Aim of the task | Put each line of the records below into a numbered list, omitting blank lines.
## start
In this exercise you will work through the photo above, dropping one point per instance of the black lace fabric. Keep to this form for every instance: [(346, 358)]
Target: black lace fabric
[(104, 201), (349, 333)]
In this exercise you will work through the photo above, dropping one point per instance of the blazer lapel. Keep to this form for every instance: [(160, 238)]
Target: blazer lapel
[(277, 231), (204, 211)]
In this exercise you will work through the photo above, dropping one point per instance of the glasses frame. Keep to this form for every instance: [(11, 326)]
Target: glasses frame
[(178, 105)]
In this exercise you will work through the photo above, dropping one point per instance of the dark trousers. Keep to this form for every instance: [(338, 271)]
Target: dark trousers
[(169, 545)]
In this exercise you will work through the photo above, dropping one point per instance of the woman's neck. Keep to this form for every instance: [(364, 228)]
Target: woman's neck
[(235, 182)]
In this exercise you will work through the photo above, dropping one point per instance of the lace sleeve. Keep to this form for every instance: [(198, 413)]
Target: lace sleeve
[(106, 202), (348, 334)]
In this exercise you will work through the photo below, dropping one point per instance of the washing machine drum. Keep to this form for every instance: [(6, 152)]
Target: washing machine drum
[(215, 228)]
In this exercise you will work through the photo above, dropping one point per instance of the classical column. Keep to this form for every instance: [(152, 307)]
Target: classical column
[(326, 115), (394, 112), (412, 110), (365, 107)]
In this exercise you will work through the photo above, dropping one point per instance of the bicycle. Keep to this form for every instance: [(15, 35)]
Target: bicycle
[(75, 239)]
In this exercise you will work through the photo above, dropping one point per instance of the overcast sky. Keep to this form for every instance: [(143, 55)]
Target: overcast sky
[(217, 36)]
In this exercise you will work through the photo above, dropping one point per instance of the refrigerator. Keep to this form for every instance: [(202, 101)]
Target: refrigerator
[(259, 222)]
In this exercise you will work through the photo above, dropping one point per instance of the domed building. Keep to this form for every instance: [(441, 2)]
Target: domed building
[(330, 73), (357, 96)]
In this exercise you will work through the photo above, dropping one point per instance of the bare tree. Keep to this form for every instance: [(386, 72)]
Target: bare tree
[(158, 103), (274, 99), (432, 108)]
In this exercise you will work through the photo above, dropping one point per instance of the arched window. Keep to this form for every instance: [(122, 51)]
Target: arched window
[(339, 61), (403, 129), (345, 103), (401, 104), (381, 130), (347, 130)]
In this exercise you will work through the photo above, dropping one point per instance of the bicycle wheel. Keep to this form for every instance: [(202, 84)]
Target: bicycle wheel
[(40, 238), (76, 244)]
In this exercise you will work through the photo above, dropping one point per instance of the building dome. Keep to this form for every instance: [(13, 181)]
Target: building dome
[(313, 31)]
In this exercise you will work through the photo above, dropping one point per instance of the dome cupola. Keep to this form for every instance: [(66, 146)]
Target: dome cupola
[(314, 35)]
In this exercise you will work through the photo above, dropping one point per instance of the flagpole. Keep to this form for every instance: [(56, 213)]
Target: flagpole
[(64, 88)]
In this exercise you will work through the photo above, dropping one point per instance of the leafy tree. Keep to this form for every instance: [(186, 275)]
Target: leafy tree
## end
Reply |
1. In this exercise you will work through the photo above, dropping one point per instance of the black lace fabric. Keep to this form for every instance: [(346, 358)]
2. Target: black lace fabric
3. [(104, 201), (349, 333)]
4. In this exercise you will work through the photo above, dropping one point per instance of the blazer lapel. Keep to this form for every instance: [(160, 238)]
5. Target: blazer lapel
6. [(277, 231), (204, 211)]
7. In this exercise you will work through the photo above, dropping one point per instance of the glasses frame. Keep to this form for every instance: [(11, 326)]
8. Target: glasses frame
9. [(178, 105)]
10. In this exercise you will work through the photo above, dropping one point per instance of the dark trousers. Keep to this form for every instance: [(338, 271)]
11. Target: dark trousers
12. [(169, 545)]
13. In this exercise you will work through the photo above, dropping one point per instance of the woman's neck. Keep to this form for every instance: [(364, 228)]
14. Target: woman's neck
15. [(235, 182)]
16. In this exercise you will work through the photo above, dropping one point per instance of the lace sleeve. Keep to this form for every instance: [(198, 413)]
17. Target: lace sleeve
18. [(106, 202), (348, 334)]
19. In this exercise you will work through the photo below, dropping one point per instance of the washing machine drum. Keep to this form for every instance: [(6, 152)]
20. Target: washing machine drum
21. [(215, 228)]
22. In this exercise you will work through the photo above, dropping one point per instance of the classical column. Keep to this form for every instance: [(152, 307)]
23. Target: classical column
24. [(326, 115), (394, 112), (412, 110), (365, 107)]
25. In this exercise you will work through the photo above, dropping one point per instance of the bicycle. Keep to this form for every instance: [(15, 35)]
26. Target: bicycle
27. [(75, 239)]
28. In this exercise you will work through the photo above, dropping one point per instance of the overcast sky. Keep to this form for every instance: [(143, 55)]
29. Target: overcast sky
30. [(217, 36)]
31. In this exercise you will work through the photo above, dropping one point per instance of the refrigerator. Keep to this form for every instance: [(202, 101)]
32. Target: refrigerator
33. [(259, 222)]
34. In this exercise you will work through the photo above, dropping one point per instance of the domed building. Keep to this form for every instance: [(441, 2)]
35. Target: domed building
36. [(330, 73), (357, 96)]
37. In this exercise you will work through the photo above, dropping one point per instance of the bare tree. Keep to this form for every instance: [(386, 72)]
38. Target: bare tree
39. [(158, 103), (274, 99), (432, 108)]
40. In this exercise you will work through the photo above, dropping one point per instance of the arched window. Keep to this form for every instance: [(122, 51)]
41. Target: arched window
42. [(339, 61), (403, 129), (345, 103), (401, 104), (381, 130), (347, 130)]
43. In this exercise you will work through the photo above, dropping one point per instance of the bicycle wheel. Keep to this form for every instance: [(202, 84)]
44. Target: bicycle wheel
45. [(40, 238), (76, 244)]
46. In this exercise you will work through the photo above, dropping one point per instance of the building dome. Keep to this form for every instance: [(13, 181)]
47. Target: building dome
48. [(313, 31)]
49. In this exercise you will work through the photo above, dropping one point per instance of the dome cupola. Keep to this form for every instance: [(66, 146)]
50. Target: dome cupola
51. [(314, 35)]
52. In this exercise you will work through the photo above, dropping one point per instance of the flagpole. Keep to this form for every instance: [(56, 213)]
53. Target: flagpole
54. [(64, 88)]
55. In this exercise you will work through the photo above, dropping one point per instance of the leafy tree. Keep to this form for every instance: [(186, 275)]
56. Target: leafy tree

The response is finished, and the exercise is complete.